Determine the number of lines below that contain "outline". Write nothing but that number.

[Collected data]
● ● ●

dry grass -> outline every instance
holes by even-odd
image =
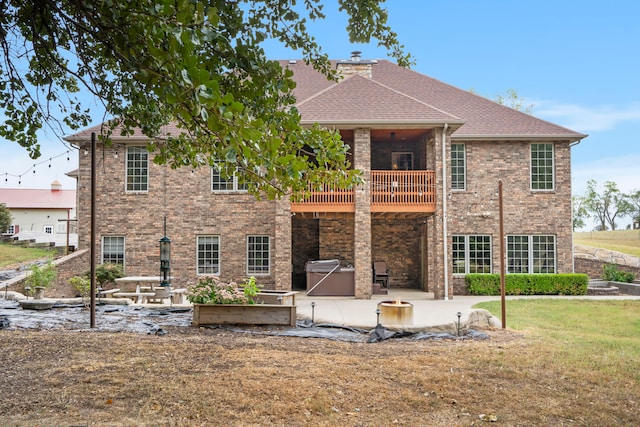
[[[638,308],[623,309],[636,330]],[[635,356],[628,360],[635,375],[572,363],[570,346],[541,330],[377,344],[195,328],[165,336],[0,330],[0,425],[637,422]]]
[[[640,230],[575,232],[573,242],[640,257]]]

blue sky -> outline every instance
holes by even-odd
[[[311,29],[332,59],[353,50],[386,58],[375,44],[351,45],[346,16],[327,3],[328,20]],[[386,7],[414,70],[491,99],[514,89],[534,116],[588,134],[572,149],[574,194],[589,179],[640,189],[640,2],[389,0]],[[301,57],[277,43],[266,49],[273,59]],[[95,117],[98,123],[98,108]],[[64,173],[76,167],[77,154],[67,161],[67,148],[52,135],[42,144],[42,157],[32,161],[17,144],[0,142],[0,185],[18,187],[22,175],[21,188],[48,188],[53,179],[73,188]]]

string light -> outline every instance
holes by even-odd
[[[21,174],[12,174],[12,173],[9,173],[9,172],[0,172],[0,175],[4,174],[4,182],[5,182],[5,184],[9,183],[9,177],[15,177],[15,178],[18,178],[18,185],[21,185],[22,184],[22,177],[25,176],[27,173],[29,173],[29,171],[31,171],[33,173],[33,175],[35,175],[36,174],[36,167],[39,166],[39,165],[43,165],[43,164],[45,164],[47,162],[48,162],[48,167],[52,168],[53,167],[53,160],[57,159],[59,157],[62,157],[62,156],[66,156],[67,157],[67,161],[70,161],[71,160],[70,150],[66,150],[63,153],[60,153],[60,154],[58,154],[56,156],[49,157],[48,159],[45,159],[45,160],[43,160],[41,162],[36,162],[29,169],[27,169],[26,171],[22,172]]]

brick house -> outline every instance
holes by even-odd
[[[114,136],[97,156],[98,262],[158,275],[166,216],[177,286],[213,273],[305,289],[307,261],[339,259],[355,268],[354,296],[369,298],[372,263],[385,261],[391,289],[447,299],[464,292],[466,273],[499,272],[502,180],[508,272],[573,271],[571,146],[585,135],[386,60],[334,61],[339,83],[301,61],[281,64],[294,72],[303,124],[339,129],[365,183],[314,189],[299,203],[257,201],[215,169],[154,164],[141,134]],[[66,138],[81,148],[81,248],[91,132],[100,126]]]

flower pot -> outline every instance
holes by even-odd
[[[44,298],[44,286],[36,286],[35,292],[33,294],[33,299],[43,299]]]
[[[277,304],[194,304],[193,326],[296,325],[296,306]]]

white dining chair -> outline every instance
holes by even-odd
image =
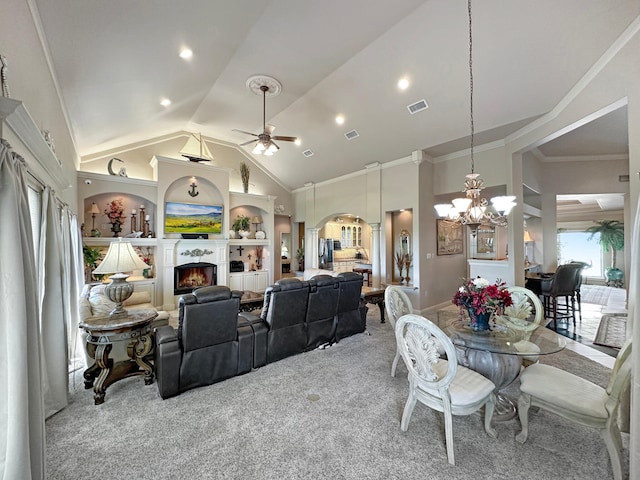
[[[544,307],[538,295],[525,287],[512,286],[507,291],[511,294],[512,305],[506,307],[502,315],[496,317],[496,322],[513,330],[521,338],[514,343],[514,347],[524,355],[523,364],[531,365],[538,361],[540,347],[530,342],[531,333],[544,321]]]
[[[409,370],[409,396],[402,412],[400,429],[406,432],[417,401],[443,412],[447,459],[455,465],[452,415],[470,415],[484,406],[484,429],[496,438],[491,427],[495,385],[477,372],[458,365],[456,351],[447,335],[420,315],[403,315],[396,323],[398,350]],[[450,361],[442,358],[444,348]]]
[[[622,438],[617,417],[620,397],[631,379],[631,339],[620,349],[607,388],[550,365],[536,364],[520,376],[518,415],[520,443],[529,435],[529,409],[539,407],[572,422],[596,428],[604,440],[613,468],[613,478],[622,479]]]
[[[387,319],[389,320],[389,324],[391,328],[396,328],[397,320],[407,313],[412,313],[413,306],[411,305],[411,300],[407,296],[404,291],[396,286],[389,285],[384,290],[384,309],[387,312]],[[396,376],[396,369],[398,367],[398,362],[400,361],[400,352],[396,347],[396,354],[393,358],[393,363],[391,364],[391,376]]]

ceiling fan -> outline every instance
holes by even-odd
[[[245,130],[237,130],[233,129],[234,132],[244,133],[246,135],[252,135],[257,137],[254,140],[249,140],[248,142],[241,143],[240,146],[244,147],[245,145],[251,145],[255,143],[256,146],[251,151],[251,153],[256,155],[273,155],[275,152],[280,150],[280,147],[274,142],[274,140],[282,141],[282,142],[295,142],[297,137],[288,137],[284,135],[273,135],[273,130],[276,128],[273,125],[269,125],[266,123],[267,118],[267,95],[271,97],[275,97],[282,90],[282,85],[278,80],[272,77],[267,77],[263,75],[256,75],[250,77],[247,80],[247,87],[255,94],[262,93],[262,133],[256,134],[247,132]]]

● ● ●

= Answer for the task =
7